**Tasks and exercises**
[1] Reproduce without changes the part of the diary entries that opens with the words containing "8.24.24-- It's Saturday." and closes with "up with something.".
[2] In the diary entries, why does the writer decide they remain themselves even when taking on personality traits from others? Explain in one to three sentences.
[3] According to the diary entries, what did the writer audition for on Thursday?

**Source document**

● ● ● ● ●

9.13.24-- recovering from mild identity crisis. I've determined that I am still myself if I take personality traits from others because those traits are hand-picked and analyzed through my own subjective view.
9.11.24-- It's Wednesday. I haven't posted in a while.
8.28.24-- It's Wednesday. I have no energy.
8.25.24-- It's Sunday. I've done a lot of work and made a lot of progress in some of my projects. Despite all that, I've realized that I am still in my "fail girl era." (A friend of mine diagnosed me with that, I didn't choose the label.)
8.24.24-- It's Saturday. I woke up early and made waffles. I still have a lot of work to finish.
8.23.24-- It's Friday. I don't have much to say. It's just Friday. Will update later if I come up with something.
8.22.24-- It's Thursday. Weird high school drama stuff happened. I'm not involved so idc but it bothers my friends. Teenagers are weird. I feel like we should all just get along. Talk through things. Speaking of drama, I auditioned for a school play today. I don't think I'll get in, but it was fun auditioning.

● ● ● ● ●

**Given entries**
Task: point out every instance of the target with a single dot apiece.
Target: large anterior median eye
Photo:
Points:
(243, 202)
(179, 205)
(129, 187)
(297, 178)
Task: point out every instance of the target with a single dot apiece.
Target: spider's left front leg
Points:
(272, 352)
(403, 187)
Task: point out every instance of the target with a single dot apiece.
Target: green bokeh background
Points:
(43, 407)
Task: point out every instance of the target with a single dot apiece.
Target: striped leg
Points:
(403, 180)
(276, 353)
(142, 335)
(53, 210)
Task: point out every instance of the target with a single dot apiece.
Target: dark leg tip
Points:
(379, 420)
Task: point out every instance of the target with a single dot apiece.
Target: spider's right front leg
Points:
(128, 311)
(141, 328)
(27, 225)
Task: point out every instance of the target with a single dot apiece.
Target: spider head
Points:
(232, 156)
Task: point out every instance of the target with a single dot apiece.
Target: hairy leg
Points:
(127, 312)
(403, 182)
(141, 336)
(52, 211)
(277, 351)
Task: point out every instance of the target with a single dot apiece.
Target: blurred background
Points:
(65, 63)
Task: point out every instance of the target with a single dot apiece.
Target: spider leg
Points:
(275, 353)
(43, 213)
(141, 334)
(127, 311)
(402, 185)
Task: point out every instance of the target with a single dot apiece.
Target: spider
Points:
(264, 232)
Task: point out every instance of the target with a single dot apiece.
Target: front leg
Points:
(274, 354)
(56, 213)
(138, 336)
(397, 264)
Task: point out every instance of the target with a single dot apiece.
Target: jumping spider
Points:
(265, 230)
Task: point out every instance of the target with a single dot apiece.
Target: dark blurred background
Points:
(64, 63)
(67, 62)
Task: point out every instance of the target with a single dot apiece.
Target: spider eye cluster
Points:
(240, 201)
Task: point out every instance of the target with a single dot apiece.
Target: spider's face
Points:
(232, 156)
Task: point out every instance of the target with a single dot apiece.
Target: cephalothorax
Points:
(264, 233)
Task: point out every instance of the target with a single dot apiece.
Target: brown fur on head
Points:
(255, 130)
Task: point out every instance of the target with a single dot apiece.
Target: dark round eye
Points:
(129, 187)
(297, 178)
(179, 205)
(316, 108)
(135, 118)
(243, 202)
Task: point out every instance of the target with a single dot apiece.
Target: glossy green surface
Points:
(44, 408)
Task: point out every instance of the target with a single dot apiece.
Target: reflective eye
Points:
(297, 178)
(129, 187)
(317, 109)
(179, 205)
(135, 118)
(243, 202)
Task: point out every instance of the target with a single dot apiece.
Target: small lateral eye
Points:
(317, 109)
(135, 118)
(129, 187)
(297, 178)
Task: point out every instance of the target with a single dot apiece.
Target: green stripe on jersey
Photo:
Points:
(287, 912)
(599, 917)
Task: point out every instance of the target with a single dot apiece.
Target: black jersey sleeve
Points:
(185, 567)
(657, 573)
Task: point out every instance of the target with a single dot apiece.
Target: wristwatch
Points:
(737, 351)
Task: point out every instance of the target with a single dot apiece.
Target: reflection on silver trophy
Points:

● ● ● ● ●

**Activity answers**
[1]
8.24.24-- It's Saturday. I woke up early and made waffles. I still have a lot of work to finish.
8.23.24-- It's Friday. I don't have much to say. It's just Friday. Will update later if I come up with something.

[2] The writer says the borrowed traits are hand-picked. They are also analyzed through the writer's own subjective view, so the writer is still themselves.

[3] A school play.